Говоря об особой важности винной топики для поэтической метафизики Драгомощенко, мы можем идентифицировать некоторые ее следы в различ­ных фотографиях его авторства. На многих из них вино концептуально при­сутствует в качестве удобного повседневного спутника в ежедневной цере­монии трапез. Онтологическая подкладка этого видна в следующих строках:

С вина снимаешь кору из стекла,

надрез, неосязаемый подорожник,

столпом выпрямляется в пустынях стола, подоконника, ночи, в пустошах птичьих,

но и в тканом окне, где, словно при стрижке

во сне сползают влажные пряди —

милует голову холод.

(Драгомощенко 2005)

Ил. 3. Кухня, сетка на окне. Осень 2005 года, дома у Драгомощенко

 

Концепция стекла в его жидкостной прозрачности создает дополнительную связь с вином. Следует избавиться от корообразной оболочки вина, чтобы начался трапезный праздник вкушения и возлияния. С другой стороны, вино также может быть воспринято как жидкое стекло sui generis. В общем и це­лом, трудно не заметить, что вино оказывается своего рода интимным собра­том существования, как оно предстает в фотоработах поэта.

Как я отметил выше, глаз Аркадия Драгомощенко отнюдь не исключает уникальную городскую пространственность. Удивительная борьба света и тени придает особую зыбкую двусмысленность его художественной феноме­нологии. Сумрачные тени городских пространств раскрывают подпольную эфемерность городского существования. Для Драгомощенко, как и для Сана Ра, пространство (и космос) и есть (то самое) Место. Space is [always] the Place. Вездесущие тела птиц перетекают в пространство их магического быстроглазого полета.

◆ ◆ ◆ ◆

▶ КОРОТКОЕ ЗАДАНИЕ 1
В каком качестве, согласно фрагменту о фотографиях Драгомощенко, вино концептуально присутствует на многих его снимках?
▶ КОРОТКОЕ ЗАДАНИЕ 2
Продолжите текст о фотографиях и поэтике Драгомощенко, начав сразу после его последнего предложения.

▶ НАБОР ЗАПИСЕЙ
◆ ◆ ◆ ◆

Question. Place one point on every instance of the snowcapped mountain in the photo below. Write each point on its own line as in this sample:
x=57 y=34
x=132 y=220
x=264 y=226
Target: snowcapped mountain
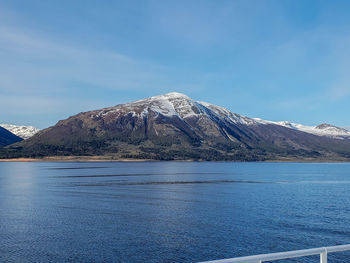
x=323 y=129
x=24 y=132
x=174 y=126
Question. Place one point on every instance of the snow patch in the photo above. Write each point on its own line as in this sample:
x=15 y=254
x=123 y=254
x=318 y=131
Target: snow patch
x=25 y=132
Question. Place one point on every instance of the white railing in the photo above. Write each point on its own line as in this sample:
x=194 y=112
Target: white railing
x=322 y=251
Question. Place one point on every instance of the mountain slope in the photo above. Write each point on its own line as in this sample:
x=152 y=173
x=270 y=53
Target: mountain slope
x=323 y=129
x=24 y=132
x=7 y=138
x=173 y=126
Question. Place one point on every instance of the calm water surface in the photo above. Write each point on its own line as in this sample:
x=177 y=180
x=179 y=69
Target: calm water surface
x=170 y=211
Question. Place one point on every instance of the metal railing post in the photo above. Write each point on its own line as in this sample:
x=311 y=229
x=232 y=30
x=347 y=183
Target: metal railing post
x=323 y=256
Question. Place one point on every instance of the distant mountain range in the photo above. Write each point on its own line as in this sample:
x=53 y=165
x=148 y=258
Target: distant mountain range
x=176 y=127
x=7 y=138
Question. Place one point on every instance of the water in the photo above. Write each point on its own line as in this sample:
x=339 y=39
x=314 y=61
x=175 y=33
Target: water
x=170 y=211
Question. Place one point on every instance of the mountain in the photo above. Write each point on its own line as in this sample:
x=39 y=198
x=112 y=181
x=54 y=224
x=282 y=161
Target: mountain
x=7 y=138
x=176 y=127
x=323 y=129
x=24 y=132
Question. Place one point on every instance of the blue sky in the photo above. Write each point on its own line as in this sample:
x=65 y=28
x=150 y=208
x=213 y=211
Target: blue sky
x=276 y=60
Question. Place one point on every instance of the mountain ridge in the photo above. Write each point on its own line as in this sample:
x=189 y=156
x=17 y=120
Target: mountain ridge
x=175 y=127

◆ ◆ ◆ ◆

▶ РЕЗУЛЬТАТ 1
Как удобный повседневный спутник в ежедневной церемонии трапез.

▶ РЕЗУЛЬТАТ 2
Ил. 4. Чеснок и вино. Август 2006 года, дома у Драгомощенко

 

Чайка стихотворения, представленного ниже, «ложится на крыло» с целью перевести естественность метафоры расстояния в звучащий и вибрирующий воздух парящих вокруг фантомных крыл:

Во всеоружии пространство явлено, как будто можно

тронуть его пифагоровы жилы, иногда прямые,

словно тростник двоения, как рта след на осеннем сланце,

в котором гончарная поросль отступает волна за волной

в веера эхо, гася сторожевое солнце и в пену охры

погружая сонных, как эреба капли, птиц плетения…

И потому в явленном не множатся тени. Поэтому, к слову, «чайка»

тлеет, как «рассеяние», и мысль несметна,

будто приветствие, —

подпись под ним беспечно стерта, под стать расстоянию,

а само увядает в воздухе, ничего не меняя в окрестностях.

(Драгомощенко 2005)

Образы, связанные с зеркалами, широко используются в мире поэзии и ока­зываются весьма удачными в самых разных ситуациях. Скрытые лаканианские концепции лишь усиливают естественную красоту сенсорной семантики, которую источают те или иные медитации на тему зеркал.

Ил. 5. Московский вокзал. Осень 2009 года

 

 Особенно интересны в этом ключе разбитые зеркала, порождающие неожиданные про­екции света и значений. В случае Драгомощенко зеркала также несут различ­ные подспудные коннотации, зачастую эротические. В одном из текстов сбор­ника «Безразличия» мы наблюдаем зеркальце, помещенное между ног женщины. Джейкоб Эдмонд интерпретирует образы чаш и зеркал, связывая их с общей идеей специфического мимезиса у Драгомощенко (Edmond 2009). Отдельное место занимает тема словесного миража, а также способ, каким язык овеществляет себя через его посредство. Сюда же примыкает и близнечный миф отражений, разрабатываемый Драгомощенко и отчасти связан­ный с суфийским термином мират-хадратейн.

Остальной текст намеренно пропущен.